• [Source material]:
--- START ---
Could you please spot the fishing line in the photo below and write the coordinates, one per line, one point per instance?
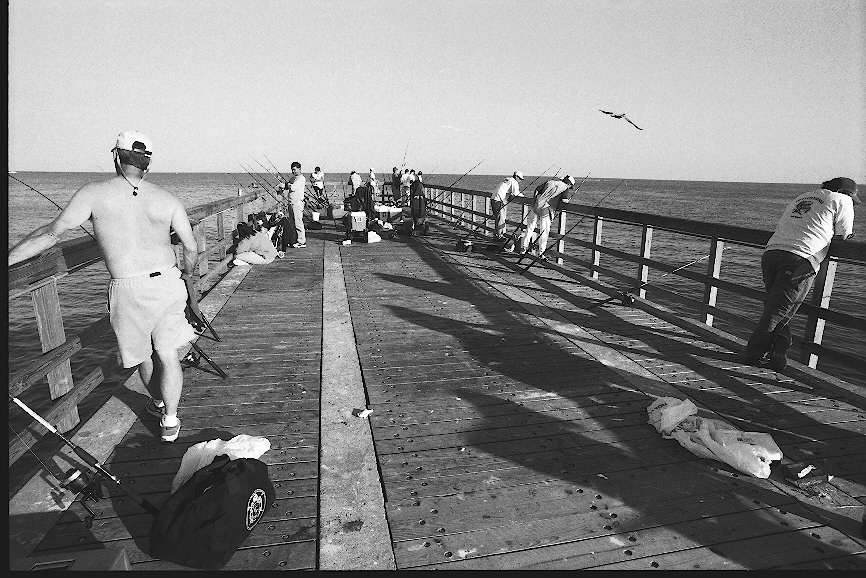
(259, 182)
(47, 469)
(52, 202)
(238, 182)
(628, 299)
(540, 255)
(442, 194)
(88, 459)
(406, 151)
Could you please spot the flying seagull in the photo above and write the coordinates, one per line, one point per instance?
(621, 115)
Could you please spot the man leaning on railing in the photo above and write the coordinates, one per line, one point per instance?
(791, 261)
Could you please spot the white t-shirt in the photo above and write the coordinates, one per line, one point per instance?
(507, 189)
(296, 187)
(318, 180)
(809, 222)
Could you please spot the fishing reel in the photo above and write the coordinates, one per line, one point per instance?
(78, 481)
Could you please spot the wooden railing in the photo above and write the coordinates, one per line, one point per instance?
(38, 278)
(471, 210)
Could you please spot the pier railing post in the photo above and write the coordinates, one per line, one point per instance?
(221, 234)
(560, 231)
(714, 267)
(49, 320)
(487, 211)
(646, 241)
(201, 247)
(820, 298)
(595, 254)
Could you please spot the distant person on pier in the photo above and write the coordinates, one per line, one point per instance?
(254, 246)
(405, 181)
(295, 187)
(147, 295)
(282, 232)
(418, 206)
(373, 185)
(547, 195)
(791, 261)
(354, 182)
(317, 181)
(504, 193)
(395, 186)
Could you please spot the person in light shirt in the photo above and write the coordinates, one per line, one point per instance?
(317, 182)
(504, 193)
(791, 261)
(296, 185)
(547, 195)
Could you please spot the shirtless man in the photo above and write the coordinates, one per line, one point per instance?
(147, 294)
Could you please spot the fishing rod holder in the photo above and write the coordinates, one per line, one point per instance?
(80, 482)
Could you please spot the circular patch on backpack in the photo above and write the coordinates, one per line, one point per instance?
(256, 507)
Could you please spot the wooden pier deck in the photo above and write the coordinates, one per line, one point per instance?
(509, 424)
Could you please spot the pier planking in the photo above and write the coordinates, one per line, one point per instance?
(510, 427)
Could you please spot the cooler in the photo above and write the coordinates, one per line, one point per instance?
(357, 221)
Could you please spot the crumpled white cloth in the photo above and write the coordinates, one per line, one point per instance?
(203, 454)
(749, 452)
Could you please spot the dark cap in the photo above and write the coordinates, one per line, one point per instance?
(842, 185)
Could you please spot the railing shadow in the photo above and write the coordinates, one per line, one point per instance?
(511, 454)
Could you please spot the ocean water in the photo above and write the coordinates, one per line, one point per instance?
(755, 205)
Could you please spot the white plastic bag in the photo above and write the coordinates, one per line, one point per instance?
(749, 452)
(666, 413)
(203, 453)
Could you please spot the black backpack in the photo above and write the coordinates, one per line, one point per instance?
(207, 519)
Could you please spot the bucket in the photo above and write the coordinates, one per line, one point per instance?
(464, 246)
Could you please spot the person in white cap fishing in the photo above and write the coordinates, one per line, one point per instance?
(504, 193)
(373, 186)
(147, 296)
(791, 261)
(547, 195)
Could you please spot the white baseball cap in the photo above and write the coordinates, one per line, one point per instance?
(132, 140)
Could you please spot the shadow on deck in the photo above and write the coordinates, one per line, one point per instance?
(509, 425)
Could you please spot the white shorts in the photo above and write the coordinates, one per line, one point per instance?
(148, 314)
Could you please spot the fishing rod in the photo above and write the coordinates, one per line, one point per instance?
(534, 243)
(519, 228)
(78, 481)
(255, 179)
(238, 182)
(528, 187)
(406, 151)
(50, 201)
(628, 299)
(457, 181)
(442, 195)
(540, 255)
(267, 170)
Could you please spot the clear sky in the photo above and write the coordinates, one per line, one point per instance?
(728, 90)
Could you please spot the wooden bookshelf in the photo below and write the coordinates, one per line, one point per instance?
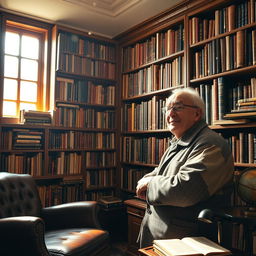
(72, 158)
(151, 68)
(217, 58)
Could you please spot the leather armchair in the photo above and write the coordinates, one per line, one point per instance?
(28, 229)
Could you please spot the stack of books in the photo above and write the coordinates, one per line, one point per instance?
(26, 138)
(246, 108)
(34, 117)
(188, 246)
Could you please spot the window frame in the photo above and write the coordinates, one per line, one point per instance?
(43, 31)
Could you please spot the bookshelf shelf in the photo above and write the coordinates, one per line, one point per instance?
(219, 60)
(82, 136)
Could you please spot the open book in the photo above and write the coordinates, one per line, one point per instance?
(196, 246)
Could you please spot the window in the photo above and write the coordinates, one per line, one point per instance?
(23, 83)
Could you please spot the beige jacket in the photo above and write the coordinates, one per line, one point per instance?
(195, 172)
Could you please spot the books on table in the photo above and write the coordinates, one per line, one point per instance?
--- END ---
• [Exercise brief]: In the copy, include exactly the lines from the one with "Could you please spot the white baseball" through the final line of the entries above, both ends counted, and no pictures.

• [Response to this task]:
Could you please spot the white baseball cap in the photo above and write the coordinates, one per line, one point per instance?
(132, 140)
Could you please spot the shadow on deck in the photo above and write the coordinates, one per line, one point per instance?
(509, 425)
Could you please spot the white shorts in the photo above and write the coordinates, one per line, one point per instance?
(148, 314)
Could you please spot the fishing rod in the photo above and write the coordinates, one per line, one point per instance?
(534, 243)
(519, 228)
(78, 481)
(255, 179)
(238, 182)
(528, 187)
(406, 151)
(50, 201)
(628, 299)
(457, 181)
(442, 195)
(540, 255)
(267, 170)
Could you please spot the clear sky in the photo above and write the coordinates, one per line, one point per instance?
(728, 90)
Could you please spot the wooden bookshelf in the photo below and write the coordinates, one per line, one point per instance?
(72, 158)
(151, 68)
(217, 58)
Could you please spot the leather armchair in the photo above and write the coordinates, one per line, one point per instance?
(28, 229)
Could you please spot the stack of books in the photo above and write the coordinates, one per line, one point per instance?
(26, 138)
(246, 108)
(34, 117)
(188, 246)
Could you please spot the window frame in the photo above and write the coordinates, one per line, one point per instance?
(43, 31)
Could you please spot the bookshelf shelf in the photo above and write the coordinates, one per line, one point per instance?
(219, 60)
(82, 136)
Could you please spot the open book in the photo above and write the coordinates, one per line, one point per instance?
(196, 246)
Could you please spot the window in the photo above and write the coordinates, one per line, one point per instance?
(23, 83)
Could you please spot the beige jacket in the photo above and write the coordinates, one per line, one point per instance?
(195, 172)
Could you please spot the books on table in the photo above and write the coordinates, one per line, one point per instance?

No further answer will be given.